→ WORK REQUIRED
Display each line of the data below that contains the string "girl".

→ DATA LISTING
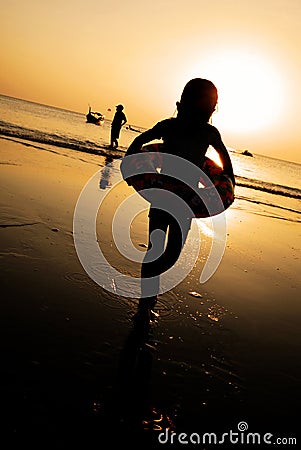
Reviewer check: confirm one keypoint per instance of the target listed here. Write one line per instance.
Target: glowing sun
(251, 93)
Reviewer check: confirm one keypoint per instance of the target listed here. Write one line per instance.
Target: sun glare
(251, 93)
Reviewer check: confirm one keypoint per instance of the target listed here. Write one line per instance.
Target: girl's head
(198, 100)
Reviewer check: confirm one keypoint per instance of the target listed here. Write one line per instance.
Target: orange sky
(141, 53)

==

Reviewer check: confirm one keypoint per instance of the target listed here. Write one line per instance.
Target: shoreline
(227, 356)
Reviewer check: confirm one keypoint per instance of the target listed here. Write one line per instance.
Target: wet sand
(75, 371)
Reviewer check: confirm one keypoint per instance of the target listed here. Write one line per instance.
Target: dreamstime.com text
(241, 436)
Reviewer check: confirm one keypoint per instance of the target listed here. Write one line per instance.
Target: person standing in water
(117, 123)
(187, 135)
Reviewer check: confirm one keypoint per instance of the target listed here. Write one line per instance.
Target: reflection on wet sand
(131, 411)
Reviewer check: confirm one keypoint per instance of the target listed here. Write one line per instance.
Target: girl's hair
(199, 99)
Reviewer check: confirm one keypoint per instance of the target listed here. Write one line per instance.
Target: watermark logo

→ SOLUTION TO THE PROBLEM
Target: girl's head
Target: girl's hair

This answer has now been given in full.